**Directions for this task:**
Without the images, repeat every line of the listing exactly.

**Data provided:**
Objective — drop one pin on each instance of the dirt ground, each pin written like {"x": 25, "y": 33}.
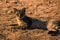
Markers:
{"x": 40, "y": 11}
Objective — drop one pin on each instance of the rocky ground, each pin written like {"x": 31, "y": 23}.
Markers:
{"x": 39, "y": 11}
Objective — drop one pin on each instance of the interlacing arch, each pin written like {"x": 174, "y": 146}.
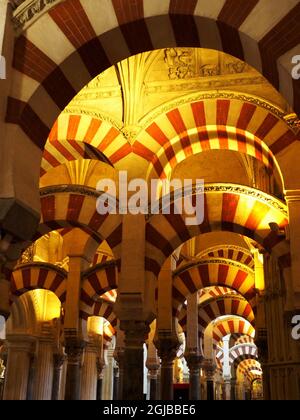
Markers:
{"x": 38, "y": 275}
{"x": 98, "y": 281}
{"x": 208, "y": 311}
{"x": 247, "y": 367}
{"x": 132, "y": 29}
{"x": 249, "y": 353}
{"x": 205, "y": 296}
{"x": 211, "y": 272}
{"x": 243, "y": 339}
{"x": 231, "y": 325}
{"x": 231, "y": 252}
{"x": 227, "y": 207}
{"x": 231, "y": 123}
{"x": 75, "y": 206}
{"x": 83, "y": 137}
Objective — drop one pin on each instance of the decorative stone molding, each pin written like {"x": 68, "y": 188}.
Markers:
{"x": 94, "y": 114}
{"x": 219, "y": 94}
{"x": 227, "y": 188}
{"x": 225, "y": 247}
{"x": 27, "y": 10}
{"x": 205, "y": 261}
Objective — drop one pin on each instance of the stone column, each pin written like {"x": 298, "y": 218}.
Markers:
{"x": 58, "y": 361}
{"x": 153, "y": 380}
{"x": 193, "y": 351}
{"x": 74, "y": 350}
{"x": 4, "y": 294}
{"x": 44, "y": 370}
{"x": 31, "y": 377}
{"x": 88, "y": 389}
{"x": 100, "y": 367}
{"x": 115, "y": 381}
{"x": 167, "y": 347}
{"x": 119, "y": 357}
{"x": 136, "y": 333}
{"x": 209, "y": 369}
{"x": 293, "y": 202}
{"x": 18, "y": 365}
{"x": 194, "y": 361}
{"x": 107, "y": 373}
{"x": 152, "y": 364}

**Answer for this exercise:**
Objective — drop one pin on each instance of the dirt ground, each pin written like {"x": 25, "y": 33}.
Markers:
{"x": 40, "y": 11}
Objective — drop one pin on each instance of the rocky ground, each pin written like {"x": 31, "y": 23}.
Markers:
{"x": 39, "y": 11}
Objective — drop one pin on each instance of the interlacing arch, each pin written like {"x": 174, "y": 146}.
Markers:
{"x": 38, "y": 275}
{"x": 98, "y": 281}
{"x": 208, "y": 311}
{"x": 247, "y": 367}
{"x": 132, "y": 29}
{"x": 249, "y": 353}
{"x": 205, "y": 296}
{"x": 211, "y": 272}
{"x": 243, "y": 339}
{"x": 231, "y": 325}
{"x": 231, "y": 252}
{"x": 227, "y": 207}
{"x": 231, "y": 123}
{"x": 75, "y": 206}
{"x": 83, "y": 137}
Objective — drop one pin on each instance of the decorative stone molding, each pin written like {"x": 68, "y": 188}.
Markers:
{"x": 94, "y": 114}
{"x": 219, "y": 94}
{"x": 227, "y": 188}
{"x": 225, "y": 247}
{"x": 27, "y": 10}
{"x": 205, "y": 261}
Objective — drop one pin on each instance of the stone column, each pin written like {"x": 298, "y": 218}.
Markers:
{"x": 58, "y": 361}
{"x": 153, "y": 380}
{"x": 193, "y": 351}
{"x": 74, "y": 350}
{"x": 4, "y": 294}
{"x": 44, "y": 370}
{"x": 31, "y": 377}
{"x": 88, "y": 389}
{"x": 100, "y": 367}
{"x": 115, "y": 381}
{"x": 167, "y": 347}
{"x": 119, "y": 357}
{"x": 136, "y": 333}
{"x": 209, "y": 369}
{"x": 293, "y": 202}
{"x": 18, "y": 365}
{"x": 194, "y": 361}
{"x": 107, "y": 373}
{"x": 152, "y": 364}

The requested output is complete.